→ **ASSIGNMENT**
Within the material below, tally every line that holds the word "positive", then give the tally and nothing more.

→ **DATA FOR THIS TASK**
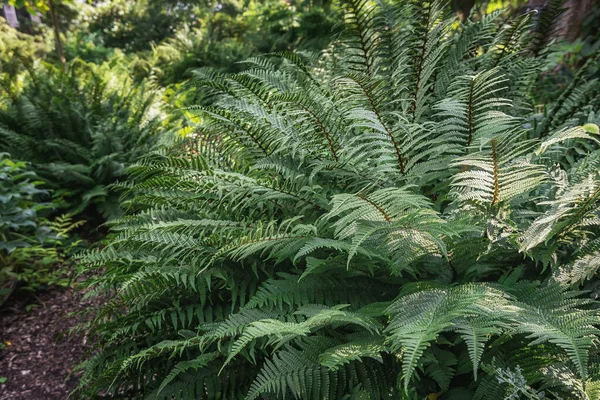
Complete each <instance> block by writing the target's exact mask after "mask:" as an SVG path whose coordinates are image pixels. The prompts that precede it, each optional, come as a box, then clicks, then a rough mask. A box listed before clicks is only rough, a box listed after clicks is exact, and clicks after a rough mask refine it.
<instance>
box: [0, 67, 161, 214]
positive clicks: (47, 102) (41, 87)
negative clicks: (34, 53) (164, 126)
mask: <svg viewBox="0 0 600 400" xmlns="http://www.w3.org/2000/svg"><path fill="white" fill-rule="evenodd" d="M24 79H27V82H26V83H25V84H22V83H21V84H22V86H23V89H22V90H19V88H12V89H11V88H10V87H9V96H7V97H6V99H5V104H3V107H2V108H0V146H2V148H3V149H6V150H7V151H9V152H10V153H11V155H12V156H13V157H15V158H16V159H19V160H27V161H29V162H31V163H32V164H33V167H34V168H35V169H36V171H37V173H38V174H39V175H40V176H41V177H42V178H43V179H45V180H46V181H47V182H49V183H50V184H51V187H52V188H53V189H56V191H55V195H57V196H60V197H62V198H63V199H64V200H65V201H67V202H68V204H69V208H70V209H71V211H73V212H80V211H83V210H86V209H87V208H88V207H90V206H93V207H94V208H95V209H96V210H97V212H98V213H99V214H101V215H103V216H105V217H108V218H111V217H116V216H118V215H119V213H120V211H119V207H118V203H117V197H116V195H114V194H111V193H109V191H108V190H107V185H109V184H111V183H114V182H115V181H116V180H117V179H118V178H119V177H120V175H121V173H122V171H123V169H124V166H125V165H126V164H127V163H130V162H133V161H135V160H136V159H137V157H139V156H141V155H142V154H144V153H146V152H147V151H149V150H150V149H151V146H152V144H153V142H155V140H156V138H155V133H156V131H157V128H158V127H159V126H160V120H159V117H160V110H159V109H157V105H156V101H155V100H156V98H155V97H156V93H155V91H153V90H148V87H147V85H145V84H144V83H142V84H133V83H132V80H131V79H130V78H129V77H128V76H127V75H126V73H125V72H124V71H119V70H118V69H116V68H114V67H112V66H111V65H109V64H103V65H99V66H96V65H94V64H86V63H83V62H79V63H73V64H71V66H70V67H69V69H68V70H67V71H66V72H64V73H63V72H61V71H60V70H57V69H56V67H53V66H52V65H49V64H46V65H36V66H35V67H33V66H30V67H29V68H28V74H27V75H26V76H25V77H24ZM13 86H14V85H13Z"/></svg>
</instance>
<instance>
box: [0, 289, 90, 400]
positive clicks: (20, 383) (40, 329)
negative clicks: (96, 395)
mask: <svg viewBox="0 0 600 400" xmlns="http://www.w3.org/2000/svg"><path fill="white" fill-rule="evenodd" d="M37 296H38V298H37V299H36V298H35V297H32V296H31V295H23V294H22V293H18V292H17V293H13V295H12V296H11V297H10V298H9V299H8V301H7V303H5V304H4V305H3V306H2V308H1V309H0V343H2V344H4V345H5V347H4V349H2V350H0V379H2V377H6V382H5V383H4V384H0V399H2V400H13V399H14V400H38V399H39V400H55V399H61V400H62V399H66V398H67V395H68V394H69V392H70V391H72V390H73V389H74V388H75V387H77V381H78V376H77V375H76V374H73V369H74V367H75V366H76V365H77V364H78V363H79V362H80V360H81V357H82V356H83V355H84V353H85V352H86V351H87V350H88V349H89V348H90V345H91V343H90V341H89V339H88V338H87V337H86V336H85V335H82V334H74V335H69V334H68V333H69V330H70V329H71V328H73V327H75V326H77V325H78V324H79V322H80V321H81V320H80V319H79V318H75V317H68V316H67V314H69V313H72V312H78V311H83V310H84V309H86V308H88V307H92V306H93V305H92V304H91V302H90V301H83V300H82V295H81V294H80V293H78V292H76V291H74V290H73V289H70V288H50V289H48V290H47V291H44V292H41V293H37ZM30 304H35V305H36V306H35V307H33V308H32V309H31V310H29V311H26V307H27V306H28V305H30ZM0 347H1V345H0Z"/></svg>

→ **WRITTEN RESPONSE**
2